## Task objective
Every record below needs to be printed again exactly.

Natural-language object grounding data:
|---|

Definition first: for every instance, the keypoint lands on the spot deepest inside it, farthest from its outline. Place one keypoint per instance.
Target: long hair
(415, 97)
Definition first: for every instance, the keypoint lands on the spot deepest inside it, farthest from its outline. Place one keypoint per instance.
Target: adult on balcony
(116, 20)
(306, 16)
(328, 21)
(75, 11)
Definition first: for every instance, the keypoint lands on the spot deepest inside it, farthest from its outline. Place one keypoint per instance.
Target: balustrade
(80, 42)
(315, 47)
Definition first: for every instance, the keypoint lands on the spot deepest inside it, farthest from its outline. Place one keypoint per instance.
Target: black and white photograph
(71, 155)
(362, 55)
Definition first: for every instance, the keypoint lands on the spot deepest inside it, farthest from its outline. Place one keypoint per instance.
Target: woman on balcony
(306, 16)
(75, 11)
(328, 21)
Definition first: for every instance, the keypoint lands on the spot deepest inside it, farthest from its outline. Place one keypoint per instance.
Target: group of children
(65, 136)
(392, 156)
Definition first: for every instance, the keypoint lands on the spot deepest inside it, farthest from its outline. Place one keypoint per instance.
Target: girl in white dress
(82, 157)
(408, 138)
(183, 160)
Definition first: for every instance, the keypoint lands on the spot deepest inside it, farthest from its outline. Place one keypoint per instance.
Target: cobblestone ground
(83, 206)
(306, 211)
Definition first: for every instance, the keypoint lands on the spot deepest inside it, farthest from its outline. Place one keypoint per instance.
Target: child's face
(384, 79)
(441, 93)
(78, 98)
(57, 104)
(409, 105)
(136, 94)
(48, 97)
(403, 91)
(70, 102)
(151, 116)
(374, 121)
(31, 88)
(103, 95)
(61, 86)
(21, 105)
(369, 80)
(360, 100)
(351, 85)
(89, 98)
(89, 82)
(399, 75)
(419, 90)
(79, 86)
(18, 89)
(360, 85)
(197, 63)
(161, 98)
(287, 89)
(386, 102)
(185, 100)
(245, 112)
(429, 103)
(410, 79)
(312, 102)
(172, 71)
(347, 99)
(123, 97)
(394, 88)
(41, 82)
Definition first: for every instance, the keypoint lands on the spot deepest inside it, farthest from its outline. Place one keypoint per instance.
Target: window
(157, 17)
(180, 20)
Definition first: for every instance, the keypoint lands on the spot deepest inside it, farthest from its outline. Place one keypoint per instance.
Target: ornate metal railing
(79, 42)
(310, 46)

|---|

## Exercise solution
Definition first: for every instance, the keypoint lands on the spot deepest inside it, farthest from its outline. Place one keypoint per instance.
Target: long hair
(415, 97)
Definition first: for every instance, the keypoint lands on the spot deepest inside it, farthest from its outline. Place one keypoint per instance.
Target: adult on balcony
(116, 20)
(306, 16)
(328, 21)
(75, 11)
Definition first: for every instance, the keypoint lands on the spot deepest inside it, farthest from its outline. Place one keypoint per instance.
Target: balustrade
(80, 42)
(315, 47)
Definition first: for every instance, the keypoint lands on the spot deepest inside it, farthest from its outline. Place one keypoint per instance.
Target: black and white photograph
(71, 155)
(362, 55)
Definition first: for every instance, the keypoint lands on the spot deepest inside it, farthest from its outline. Place one keypoint per instance.
Target: woman on balcony
(306, 16)
(75, 11)
(328, 21)
Definition first: for every instance, the keypoint lands on the spot deepest inside it, farthest from its outline. Place one keypoint per instance.
Target: group of children
(65, 136)
(392, 156)
Definition first: for every instance, the keypoint lands on the spot deepest inside it, farthest from its outline. Place one keypoint per instance.
Target: girl in white dress
(82, 157)
(408, 138)
(183, 160)
Definition first: for every instance, the keypoint lands on the spot deepest inside it, farthest from its outline. Place one keypoint per instance.
Target: cobblestone ground
(83, 206)
(306, 211)
Definition first: for every instance, the keypoint lands on the spot deepest inside it, farthest from its outline. Place one keypoint per instance.
Target: child's face
(384, 79)
(441, 93)
(78, 98)
(57, 104)
(409, 105)
(136, 94)
(48, 97)
(403, 91)
(70, 102)
(151, 116)
(374, 121)
(31, 88)
(103, 95)
(61, 86)
(21, 105)
(369, 80)
(360, 100)
(351, 85)
(89, 98)
(89, 82)
(399, 75)
(419, 90)
(79, 86)
(18, 89)
(360, 85)
(197, 63)
(161, 98)
(287, 89)
(386, 102)
(185, 100)
(245, 112)
(429, 103)
(410, 79)
(312, 102)
(172, 71)
(347, 99)
(123, 97)
(394, 88)
(41, 82)
Definition first: for every instance, the keypoint lands on the spot deepest inside it, farthest from its outline. Place one keypoint per instance.
Target: window
(157, 17)
(180, 20)
Definition first: for every instance, the keypoint lands on the spot deepest inside it, farthest from its outline. Place one keypoint per instance.
Target: ornate metal railing
(79, 42)
(310, 46)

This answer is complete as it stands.